Each line of the data needs to be transcribed exactly.

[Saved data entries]
- Opening Delimiter -

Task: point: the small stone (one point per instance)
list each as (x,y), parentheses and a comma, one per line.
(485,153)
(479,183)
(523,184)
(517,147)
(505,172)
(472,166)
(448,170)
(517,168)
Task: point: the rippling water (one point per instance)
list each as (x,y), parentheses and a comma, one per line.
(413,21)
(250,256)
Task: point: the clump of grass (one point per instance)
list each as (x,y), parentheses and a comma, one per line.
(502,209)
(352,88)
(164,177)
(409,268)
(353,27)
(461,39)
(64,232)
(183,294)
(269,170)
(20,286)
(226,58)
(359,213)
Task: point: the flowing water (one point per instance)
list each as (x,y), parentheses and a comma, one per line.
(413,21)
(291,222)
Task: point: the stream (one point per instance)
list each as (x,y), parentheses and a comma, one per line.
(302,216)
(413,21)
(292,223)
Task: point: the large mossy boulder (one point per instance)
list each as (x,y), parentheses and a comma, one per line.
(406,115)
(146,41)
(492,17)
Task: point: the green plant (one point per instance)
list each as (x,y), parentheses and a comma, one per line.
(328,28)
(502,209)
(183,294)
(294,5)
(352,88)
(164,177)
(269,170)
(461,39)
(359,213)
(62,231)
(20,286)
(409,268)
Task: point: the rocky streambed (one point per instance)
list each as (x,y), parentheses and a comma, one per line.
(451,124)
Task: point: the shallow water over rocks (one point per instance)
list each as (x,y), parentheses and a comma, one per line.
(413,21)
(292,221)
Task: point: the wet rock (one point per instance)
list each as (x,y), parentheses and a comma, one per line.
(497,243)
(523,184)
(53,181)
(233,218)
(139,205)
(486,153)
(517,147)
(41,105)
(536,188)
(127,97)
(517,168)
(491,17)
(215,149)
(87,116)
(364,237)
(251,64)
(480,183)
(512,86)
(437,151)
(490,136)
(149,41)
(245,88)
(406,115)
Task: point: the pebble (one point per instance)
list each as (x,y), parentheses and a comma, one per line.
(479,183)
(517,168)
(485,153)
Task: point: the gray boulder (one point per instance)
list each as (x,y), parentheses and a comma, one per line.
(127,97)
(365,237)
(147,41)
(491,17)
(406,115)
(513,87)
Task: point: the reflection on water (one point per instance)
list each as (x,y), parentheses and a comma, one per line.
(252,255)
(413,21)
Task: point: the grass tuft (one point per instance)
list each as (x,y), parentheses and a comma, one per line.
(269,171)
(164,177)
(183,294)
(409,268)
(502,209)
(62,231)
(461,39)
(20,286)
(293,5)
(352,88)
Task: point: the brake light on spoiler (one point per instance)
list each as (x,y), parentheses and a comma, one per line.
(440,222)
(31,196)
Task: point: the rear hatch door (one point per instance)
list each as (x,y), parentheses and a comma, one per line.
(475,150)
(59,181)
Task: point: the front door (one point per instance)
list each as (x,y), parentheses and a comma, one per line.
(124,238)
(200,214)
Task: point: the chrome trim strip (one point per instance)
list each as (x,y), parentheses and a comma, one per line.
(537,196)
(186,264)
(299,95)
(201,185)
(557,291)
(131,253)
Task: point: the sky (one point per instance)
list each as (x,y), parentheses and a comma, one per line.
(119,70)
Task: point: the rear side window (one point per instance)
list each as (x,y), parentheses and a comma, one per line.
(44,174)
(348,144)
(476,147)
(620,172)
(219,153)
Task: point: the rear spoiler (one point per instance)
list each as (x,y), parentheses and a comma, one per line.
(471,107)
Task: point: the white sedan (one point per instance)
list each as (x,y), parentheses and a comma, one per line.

- Closing Delimiter -

TASK RESULT:
Task: point: the small stone (one point per instance)
list each as (x,y), parentheses and a comma, one per line.
(485,153)
(479,183)
(523,184)
(517,147)
(505,172)
(472,166)
(448,170)
(517,168)
Task: point: the rippling water (one point per instance)
list each as (x,y), parentheses and a comma, one per line.
(413,21)
(250,256)
Task: point: the clump of grass (one point per instance)
list each as (x,y), parentheses and a comma, one per line.
(502,209)
(352,88)
(164,177)
(409,268)
(353,27)
(461,39)
(64,232)
(183,294)
(269,170)
(20,286)
(226,58)
(359,213)
Task: point: the flowing water (one point per instance)
list each as (x,y), parentheses and a comma, one per line.
(413,21)
(291,222)
Task: point: the stream (one point per instance)
list each as (x,y), parentheses and a comma, one per line.
(302,216)
(413,21)
(292,223)
Task: point: the large mossy boulder (one point per instance)
list each as (x,y), parentheses and a comma, one per line.
(406,115)
(146,41)
(492,17)
Task: point: the green plant (one point per instance)
list each as (x,y), parentheses and a comma, one per line.
(328,28)
(502,209)
(183,294)
(294,5)
(352,88)
(164,177)
(269,170)
(461,39)
(359,213)
(62,231)
(20,286)
(409,268)
Task: point: the rocky streambed (one point per instance)
list each as (x,y), parentheses and a comma, one per line.
(451,124)
Task: point: the shallow water over rocks (one point per instance)
list each as (x,y), parentheses and a comma, one per line.
(413,21)
(292,221)
Task: point: the wet rock (one point per instance)
list each as (x,y), parentheses and a comma, one per line.
(497,243)
(523,184)
(53,181)
(233,218)
(139,205)
(486,153)
(517,147)
(41,105)
(536,188)
(127,97)
(517,168)
(491,17)
(215,149)
(87,116)
(364,237)
(251,64)
(480,183)
(512,86)
(437,151)
(490,136)
(149,41)
(245,88)
(406,115)
Task: point: the pebble (one point per instance)
list each as (x,y), parentheses and a comma, one per line.
(479,183)
(517,168)
(485,153)
Task: point: the gray boulder (one point per instance)
list each as (x,y), parentheses and a comma, one per line.
(127,97)
(365,237)
(147,41)
(491,17)
(406,115)
(513,87)
Task: point: the reflection on water (one point per instance)
list each as (x,y), parentheses and a comma, one per line.
(252,255)
(413,21)
Task: point: the grass tuft (one point per instance)
list each as (x,y), parentheses and a comma, one per line.
(269,171)
(164,177)
(183,294)
(409,268)
(502,209)
(62,231)
(461,39)
(20,286)
(293,5)
(352,88)
Task: point: the brake light on spoiler (one point per instance)
list each as (x,y), parentheses and a comma, one per line.
(440,222)
(31,196)
Task: point: the rear hatch door (one point per instance)
list each as (x,y), parentheses and a comma, one per line.
(475,150)
(59,181)
Task: point: the front door (one point per instance)
list each as (x,y), parentheses and a comma, one per line.
(124,238)
(200,214)
Task: point: the chrome trim strip (one point per instance)
list each as (x,y), parentheses and a comma, one per line.
(537,196)
(186,264)
(299,95)
(201,185)
(557,291)
(131,253)
Task: point: the sky (one point per instance)
list each as (x,y), parentheses and a comma, one per line.
(119,70)
Task: point: the rear side window (one point per instance)
list each as (x,y), parentheses and a comma, one per line.
(44,174)
(348,144)
(476,147)
(620,172)
(219,153)
Task: point: the rear spoiler (one point per instance)
list each as (x,y), parentheses and a comma, one per line.
(471,107)
Task: point: the white sedan (one point per instance)
list each as (x,y), parentheses and a comma, one per line.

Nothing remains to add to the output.